● **BRIEF**
Return the data below in full and exactly, except that the pictures are dropped.

Point-per-instance localization data
========================

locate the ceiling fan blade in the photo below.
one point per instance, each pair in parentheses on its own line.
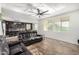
(32,12)
(38,10)
(44,12)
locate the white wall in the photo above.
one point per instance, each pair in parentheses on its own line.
(16,16)
(72,36)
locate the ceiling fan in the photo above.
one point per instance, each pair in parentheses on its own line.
(38,12)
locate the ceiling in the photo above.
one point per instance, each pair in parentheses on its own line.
(53,8)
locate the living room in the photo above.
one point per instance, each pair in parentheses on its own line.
(39,28)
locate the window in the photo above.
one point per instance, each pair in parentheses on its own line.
(59,24)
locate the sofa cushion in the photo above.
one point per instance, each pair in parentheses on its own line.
(4,49)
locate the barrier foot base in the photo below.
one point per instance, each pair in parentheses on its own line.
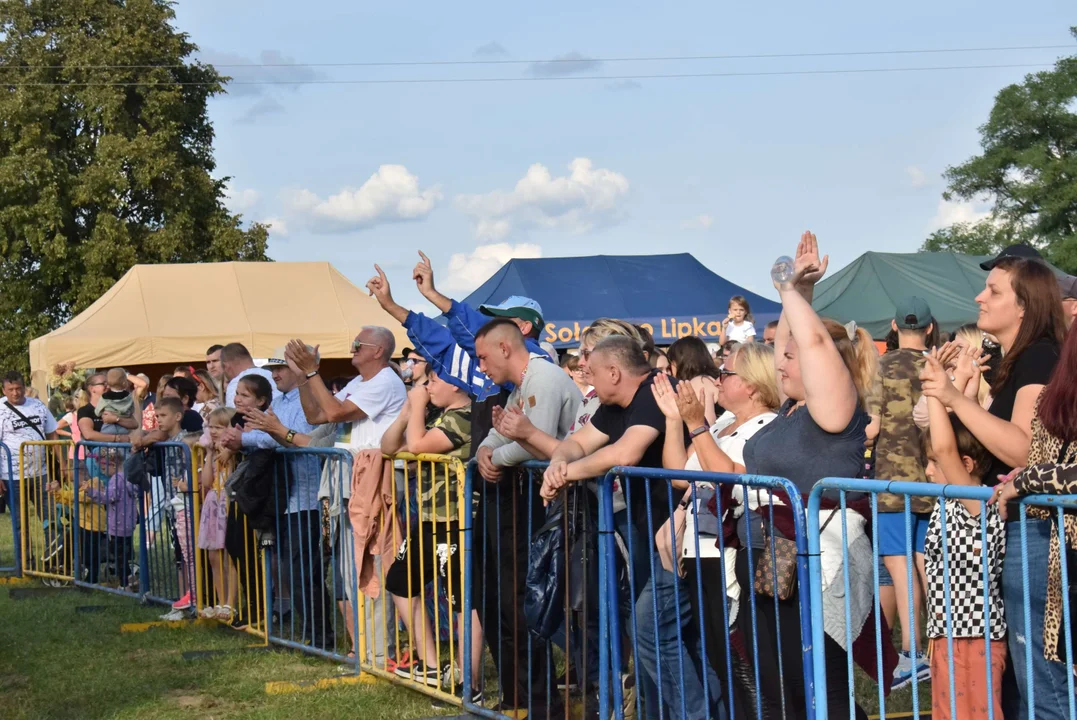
(287,688)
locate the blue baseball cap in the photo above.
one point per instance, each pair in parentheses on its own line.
(516,306)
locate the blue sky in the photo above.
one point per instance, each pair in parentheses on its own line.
(730,169)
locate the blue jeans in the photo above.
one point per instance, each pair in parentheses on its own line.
(1048,678)
(673,658)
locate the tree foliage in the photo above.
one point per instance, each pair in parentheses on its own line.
(1029,164)
(106,158)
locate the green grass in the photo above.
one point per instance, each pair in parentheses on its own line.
(57,662)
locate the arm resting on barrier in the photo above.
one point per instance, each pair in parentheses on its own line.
(1048,479)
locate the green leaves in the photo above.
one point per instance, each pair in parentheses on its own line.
(96,175)
(1027,168)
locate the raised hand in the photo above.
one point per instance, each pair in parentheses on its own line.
(690,405)
(423,274)
(809,268)
(378,286)
(666,396)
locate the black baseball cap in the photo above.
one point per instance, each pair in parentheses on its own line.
(1021,250)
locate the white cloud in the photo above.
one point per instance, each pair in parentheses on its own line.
(697,223)
(564,65)
(239,200)
(390,195)
(950,212)
(917,177)
(470,270)
(585,198)
(277,226)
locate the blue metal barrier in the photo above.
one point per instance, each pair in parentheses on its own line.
(711,668)
(950,534)
(11,488)
(305,576)
(109,509)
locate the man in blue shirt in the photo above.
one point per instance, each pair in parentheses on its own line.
(298,527)
(504,510)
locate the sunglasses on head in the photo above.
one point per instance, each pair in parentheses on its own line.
(355,344)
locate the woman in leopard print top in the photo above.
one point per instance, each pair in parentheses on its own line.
(1052,470)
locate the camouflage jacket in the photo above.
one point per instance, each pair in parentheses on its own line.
(439,488)
(895,393)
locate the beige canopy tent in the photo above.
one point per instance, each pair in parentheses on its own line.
(168,314)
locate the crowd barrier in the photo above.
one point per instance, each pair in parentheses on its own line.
(10,480)
(973,542)
(45,531)
(625,615)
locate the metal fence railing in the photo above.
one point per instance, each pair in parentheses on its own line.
(12,563)
(982,582)
(45,520)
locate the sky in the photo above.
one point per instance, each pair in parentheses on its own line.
(730,168)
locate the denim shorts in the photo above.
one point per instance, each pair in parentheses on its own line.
(893,537)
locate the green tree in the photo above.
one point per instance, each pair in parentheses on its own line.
(982,238)
(106,158)
(1029,164)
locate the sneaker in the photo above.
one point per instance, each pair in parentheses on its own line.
(907,669)
(419,673)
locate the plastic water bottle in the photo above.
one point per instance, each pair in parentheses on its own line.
(782,270)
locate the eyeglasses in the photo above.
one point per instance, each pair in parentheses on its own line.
(355,344)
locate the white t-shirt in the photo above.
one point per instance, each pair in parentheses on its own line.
(14,432)
(741,333)
(381,398)
(229,393)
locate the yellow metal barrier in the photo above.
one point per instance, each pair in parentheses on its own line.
(231,567)
(428,521)
(45,476)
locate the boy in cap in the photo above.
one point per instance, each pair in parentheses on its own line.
(895,392)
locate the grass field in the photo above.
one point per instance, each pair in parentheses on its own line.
(63,655)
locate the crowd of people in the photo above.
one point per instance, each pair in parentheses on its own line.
(704,616)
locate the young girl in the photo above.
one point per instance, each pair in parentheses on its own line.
(738,326)
(955,456)
(214,514)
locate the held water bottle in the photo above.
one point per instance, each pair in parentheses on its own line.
(781,272)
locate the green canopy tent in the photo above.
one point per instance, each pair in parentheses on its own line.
(866,290)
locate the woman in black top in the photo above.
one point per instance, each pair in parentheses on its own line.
(1021,306)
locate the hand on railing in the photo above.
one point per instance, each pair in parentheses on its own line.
(1005,491)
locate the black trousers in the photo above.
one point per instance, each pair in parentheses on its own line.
(503,544)
(303,572)
(771,687)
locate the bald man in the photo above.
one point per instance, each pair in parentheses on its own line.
(546,395)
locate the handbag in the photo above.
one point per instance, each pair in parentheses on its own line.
(775,574)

========================

● **RESPONSE AREA**
locate the ceiling fan blade in the photo below.
one point per instance, each pair in parentheses on its own line.
(32,12)
(38,10)
(44,12)
locate the white wall in the photo above.
one point per instance, each pair in parentheses on its own line.
(16,16)
(72,36)
locate the ceiling fan in the photo above.
one point per instance, each pair in parentheses on its own line.
(38,12)
locate the ceiling in the photo above.
one point per instance, each pair in parentheses on its own line.
(53,8)
locate the living room in the photo above.
one point per instance, each pair in parentheses on its own line.
(39,28)
locate the window in the photo above.
one point per instance, each pair in parentheses on its own line.
(59,24)
locate the sofa cushion in the photo above.
one point per instance, each pair in parentheses on its own line.
(4,49)
locate the barrier foot base in the photo below.
one point per instance, each pair in parentheses on its own line.
(287,688)
locate the blue baseball cap in the photo above.
one point per instance, each pair in parentheses on its own line.
(516,306)
locate the blue sky in the photo above.
one point per instance, each pair in parentheses on its own line.
(730,169)
locate the blue jeans in the photo above.
one point per instance, each pair in parentheses on its own line.
(1048,678)
(673,658)
locate the tree foliage in the photo above.
one point per instance, each pair in parentheses on its own line.
(1029,164)
(106,158)
locate the green grass in the photo above.
one point per instance, each pair in parentheses on its own line.
(57,662)
locate the arm resting on barrier in the photo above.
one point per instance, each pair in parentheses on its own line.
(1048,479)
locate the green leaves in the photo above.
one point per instance, each pair in parentheses on its own line.
(96,175)
(1027,168)
locate the raised hand in the photo above.
one point per instance, each pair in parentheses on its own line.
(690,405)
(423,274)
(809,268)
(378,286)
(666,396)
locate the black baseball cap in the photo above.
one point per instance, each pair in parentheses on its own line.
(1021,250)
locate the white cloud in the photo above.
one point per instance, each pair in parentheses on its own line.
(697,223)
(564,65)
(239,200)
(390,195)
(950,212)
(917,177)
(470,270)
(585,198)
(277,226)
locate the blue metal barrier in the photo above.
one point per instance, each pair in parentheses on its own line.
(711,668)
(950,534)
(11,488)
(305,576)
(109,509)
locate the man in blue shirt in the photo above.
one point per instance, each pair in parentheses on its own line.
(298,527)
(504,510)
locate the sunglasses on head in the photo above.
one point per instance, each pair in parentheses on its own line.
(355,344)
locate the woman in leopard print top in the photo above.
one point per instance, each pair in parentheses on its own line.
(1052,470)
locate the camouflage jacket in the photo above.
one point per instance, each pair in parentheses on its own line.
(439,488)
(895,393)
locate the beige canopy tent in the photo above.
one point per instance, each pair in parentheses on its own line.
(168,314)
locate the crowd barrier in the photo above.
one point per instance, each pair in parentheses on its own line.
(10,480)
(973,542)
(45,531)
(625,615)
locate the metal fence railing in the photo above.
one point per instance, each pair in parentheses on its own line.
(12,563)
(982,582)
(45,520)
locate the sky in the photo above.
one point per instance, each pair in parentheses on its own line.
(730,168)
locate the denim shorts in the photo above.
one point per instance, each pair in parentheses on its own line.
(893,537)
locate the green tree in the photo above.
one point per instance, each pair in parentheses on its own line.
(982,238)
(106,158)
(1029,164)
locate the sneaker in the photo above.
one point per instance, each pair in parentheses on its own line.
(907,669)
(419,673)
locate the plastic water bottle in the photo above.
one point per instance, each pair in parentheses on its own line.
(782,270)
locate the eyeglasses in the photo above.
one point per instance, each pair in parentheses on its own line.
(355,344)
locate the white t-shirt in the photo above.
one point per instance, each pair in parentheses on its own line.
(14,432)
(741,333)
(381,398)
(229,393)
locate the yellow metal barrier in the photo above.
one point per instance, each pair in parentheses on its own line.
(231,567)
(428,521)
(45,476)
locate the boy in cap in the photo above.
one point per instance, each pair in parentheses on its own line.
(895,392)
locate the grass field in the photo above.
one point per instance, each pair in parentheses on its own line.
(63,655)
locate the crowd of people in the photo above.
one point per instance, each pair in parentheses on its own line.
(704,616)
locate the young girl in the photo above.
one point per instance, each pair in parentheses on its own line.
(738,326)
(955,456)
(214,514)
locate the held water bottle in the photo above.
one point per instance, each pair in parentheses on its own line.
(781,272)
locate the green canopy tent in the photo above.
one point per instance, each pair in parentheses on its own line.
(866,290)
locate the woman in black top in the photo above.
one point per instance, each pair in parentheses on its own line.
(1021,306)
locate the hand on railing in the photo above.
one point per instance, each pair in parentheses on its own line.
(1005,491)
locate the black trousers in the photo above.
one point per instance, each pair in parentheses on its own line.
(503,544)
(303,572)
(771,687)
locate the bald man in the photo above.
one point per instance, each pair in parentheses on its own line.
(546,395)
locate the handbag in the photo above.
one point per instance, each pair in parentheses on its own line.
(775,574)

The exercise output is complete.